>>>

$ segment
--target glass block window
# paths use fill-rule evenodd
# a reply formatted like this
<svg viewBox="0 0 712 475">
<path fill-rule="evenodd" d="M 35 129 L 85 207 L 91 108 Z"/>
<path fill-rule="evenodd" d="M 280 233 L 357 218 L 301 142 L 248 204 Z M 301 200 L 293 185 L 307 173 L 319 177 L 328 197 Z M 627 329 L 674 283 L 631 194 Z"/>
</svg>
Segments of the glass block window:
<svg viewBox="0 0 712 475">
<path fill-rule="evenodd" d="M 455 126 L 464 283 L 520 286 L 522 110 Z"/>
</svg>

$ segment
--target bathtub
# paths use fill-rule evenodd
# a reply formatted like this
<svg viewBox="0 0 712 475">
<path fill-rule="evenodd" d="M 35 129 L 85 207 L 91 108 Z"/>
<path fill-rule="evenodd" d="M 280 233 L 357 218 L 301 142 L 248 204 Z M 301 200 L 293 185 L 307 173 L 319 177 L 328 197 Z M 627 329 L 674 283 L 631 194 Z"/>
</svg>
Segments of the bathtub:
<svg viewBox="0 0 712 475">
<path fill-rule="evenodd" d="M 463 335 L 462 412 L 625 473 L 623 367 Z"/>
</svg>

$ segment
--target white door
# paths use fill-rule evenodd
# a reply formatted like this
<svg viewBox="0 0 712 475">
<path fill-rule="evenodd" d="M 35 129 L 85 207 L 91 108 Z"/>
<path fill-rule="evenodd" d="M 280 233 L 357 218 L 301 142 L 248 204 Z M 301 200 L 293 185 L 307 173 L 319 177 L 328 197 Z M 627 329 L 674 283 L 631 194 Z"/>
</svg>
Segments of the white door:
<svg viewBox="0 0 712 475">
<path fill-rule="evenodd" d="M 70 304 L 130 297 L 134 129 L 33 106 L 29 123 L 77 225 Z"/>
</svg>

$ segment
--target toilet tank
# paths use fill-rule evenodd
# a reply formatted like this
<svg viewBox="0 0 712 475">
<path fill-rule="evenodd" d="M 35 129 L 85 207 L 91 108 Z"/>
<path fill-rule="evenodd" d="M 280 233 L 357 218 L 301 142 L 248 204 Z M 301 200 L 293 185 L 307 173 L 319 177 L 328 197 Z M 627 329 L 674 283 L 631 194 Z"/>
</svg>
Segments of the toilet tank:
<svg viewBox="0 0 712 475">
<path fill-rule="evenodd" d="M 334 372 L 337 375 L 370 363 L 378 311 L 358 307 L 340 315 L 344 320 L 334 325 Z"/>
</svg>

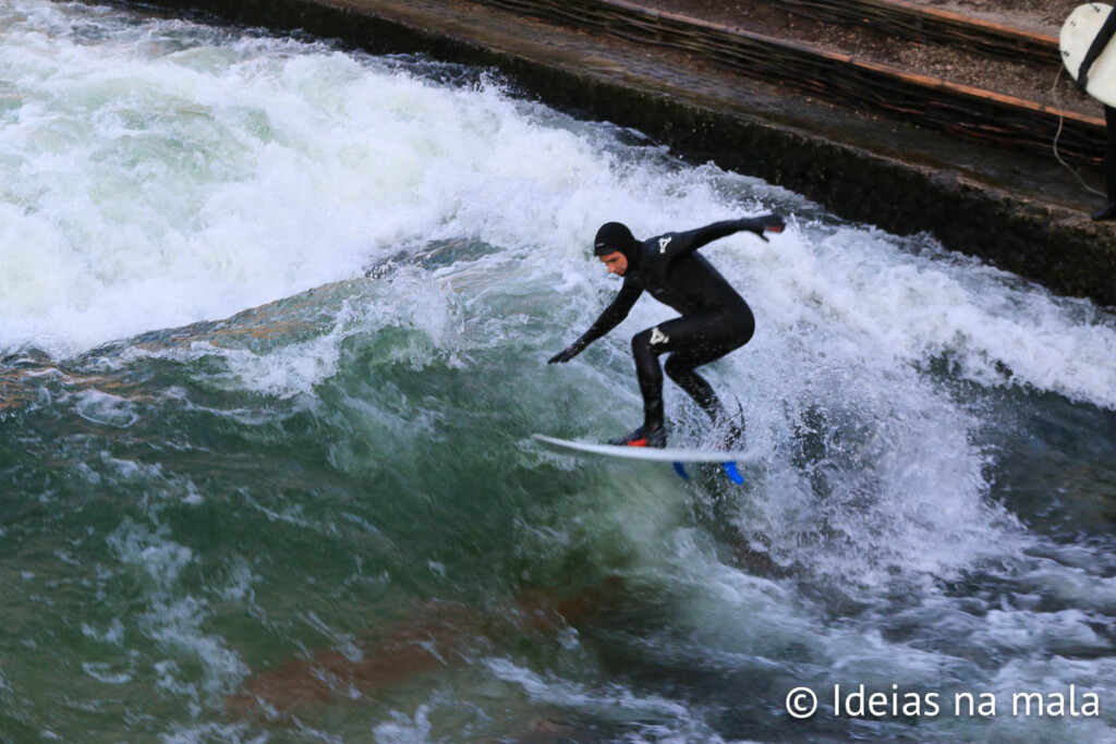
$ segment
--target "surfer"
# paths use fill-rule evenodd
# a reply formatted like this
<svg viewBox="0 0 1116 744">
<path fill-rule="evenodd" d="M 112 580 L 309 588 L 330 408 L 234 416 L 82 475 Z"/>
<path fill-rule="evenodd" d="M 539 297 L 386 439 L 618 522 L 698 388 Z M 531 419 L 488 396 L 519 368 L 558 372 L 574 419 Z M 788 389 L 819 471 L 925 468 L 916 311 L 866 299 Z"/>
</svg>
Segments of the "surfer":
<svg viewBox="0 0 1116 744">
<path fill-rule="evenodd" d="M 1116 33 L 1116 9 L 1109 11 L 1105 25 L 1097 31 L 1093 44 L 1089 45 L 1089 50 L 1081 59 L 1081 67 L 1077 73 L 1077 89 L 1081 93 L 1088 93 L 1085 88 L 1089 85 L 1089 68 L 1112 41 L 1114 33 Z M 1105 156 L 1105 189 L 1108 192 L 1108 206 L 1093 214 L 1093 219 L 1097 222 L 1116 219 L 1116 109 L 1108 104 L 1104 106 L 1105 124 L 1108 128 L 1108 153 Z"/>
<path fill-rule="evenodd" d="M 585 350 L 622 320 L 644 291 L 682 313 L 632 338 L 639 393 L 643 395 L 643 425 L 610 444 L 633 447 L 666 446 L 663 415 L 663 371 L 660 355 L 670 352 L 666 375 L 693 398 L 722 433 L 722 446 L 731 447 L 741 435 L 724 406 L 705 379 L 694 369 L 720 359 L 747 344 L 756 331 L 751 308 L 698 249 L 740 231 L 782 232 L 778 214 L 715 222 L 687 232 L 668 232 L 638 241 L 618 222 L 602 225 L 594 240 L 594 254 L 608 273 L 624 278 L 613 302 L 585 334 L 552 356 L 548 364 L 565 364 Z"/>
</svg>

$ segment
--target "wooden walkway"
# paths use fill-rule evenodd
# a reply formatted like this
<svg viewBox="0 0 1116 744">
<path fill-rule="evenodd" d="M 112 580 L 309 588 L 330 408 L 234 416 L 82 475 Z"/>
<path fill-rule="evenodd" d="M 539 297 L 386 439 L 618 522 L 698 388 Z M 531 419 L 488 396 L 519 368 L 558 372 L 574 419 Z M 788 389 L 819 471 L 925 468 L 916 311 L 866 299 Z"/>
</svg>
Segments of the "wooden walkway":
<svg viewBox="0 0 1116 744">
<path fill-rule="evenodd" d="M 1104 119 L 1033 100 L 918 75 L 809 45 L 764 36 L 627 0 L 480 0 L 554 23 L 682 51 L 718 68 L 997 147 L 1050 156 L 1056 135 L 1068 162 L 1099 168 Z M 1021 54 L 1061 65 L 1058 40 L 903 0 L 786 0 L 792 11 L 844 25 L 867 25 L 912 40 L 955 45 L 973 54 Z M 1059 134 L 1060 129 L 1060 134 Z"/>
</svg>

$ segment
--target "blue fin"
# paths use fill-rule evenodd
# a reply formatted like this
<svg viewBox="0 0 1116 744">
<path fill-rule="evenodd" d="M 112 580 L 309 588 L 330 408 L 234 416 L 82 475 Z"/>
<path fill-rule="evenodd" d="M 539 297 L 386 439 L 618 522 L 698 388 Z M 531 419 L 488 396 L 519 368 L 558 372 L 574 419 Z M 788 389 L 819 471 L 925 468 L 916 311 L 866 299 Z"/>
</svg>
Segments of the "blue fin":
<svg viewBox="0 0 1116 744">
<path fill-rule="evenodd" d="M 722 463 L 721 467 L 724 468 L 724 474 L 729 476 L 729 480 L 737 485 L 744 484 L 744 476 L 740 474 L 740 470 L 737 467 L 737 463 Z"/>
</svg>

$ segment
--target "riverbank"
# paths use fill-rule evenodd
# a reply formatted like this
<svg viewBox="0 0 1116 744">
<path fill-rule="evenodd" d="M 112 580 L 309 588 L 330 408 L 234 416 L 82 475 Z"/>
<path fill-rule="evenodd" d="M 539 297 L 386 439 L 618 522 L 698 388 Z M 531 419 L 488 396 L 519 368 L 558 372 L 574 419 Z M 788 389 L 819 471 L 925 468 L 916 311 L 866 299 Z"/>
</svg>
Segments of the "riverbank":
<svg viewBox="0 0 1116 744">
<path fill-rule="evenodd" d="M 712 160 L 801 193 L 838 218 L 899 234 L 929 232 L 947 249 L 1058 293 L 1116 305 L 1116 229 L 1088 216 L 1103 202 L 1086 191 L 1086 185 L 1101 190 L 1096 168 L 1079 168 L 1083 185 L 1052 147 L 1043 154 L 1006 146 L 1010 133 L 991 143 L 966 139 L 756 79 L 742 74 L 747 66 L 733 71 L 700 51 L 626 41 L 488 4 L 161 4 L 276 30 L 302 29 L 372 51 L 421 51 L 493 66 L 549 105 L 637 128 L 690 160 Z M 655 29 L 666 41 L 675 32 Z"/>
</svg>

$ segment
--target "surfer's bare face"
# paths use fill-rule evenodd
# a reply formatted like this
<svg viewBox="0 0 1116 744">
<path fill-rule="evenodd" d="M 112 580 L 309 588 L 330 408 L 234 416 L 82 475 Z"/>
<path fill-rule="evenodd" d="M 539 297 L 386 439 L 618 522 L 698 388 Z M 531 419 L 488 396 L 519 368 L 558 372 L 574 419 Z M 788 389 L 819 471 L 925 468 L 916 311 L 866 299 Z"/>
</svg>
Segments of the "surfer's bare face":
<svg viewBox="0 0 1116 744">
<path fill-rule="evenodd" d="M 608 273 L 623 277 L 624 272 L 627 271 L 627 257 L 619 251 L 602 255 L 600 260 L 606 267 L 608 267 Z"/>
</svg>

<<<

** Stated task **
How many lines in the records above contain the string "glass", with case counting? Reply with the number alone.

** Exercise solution **
2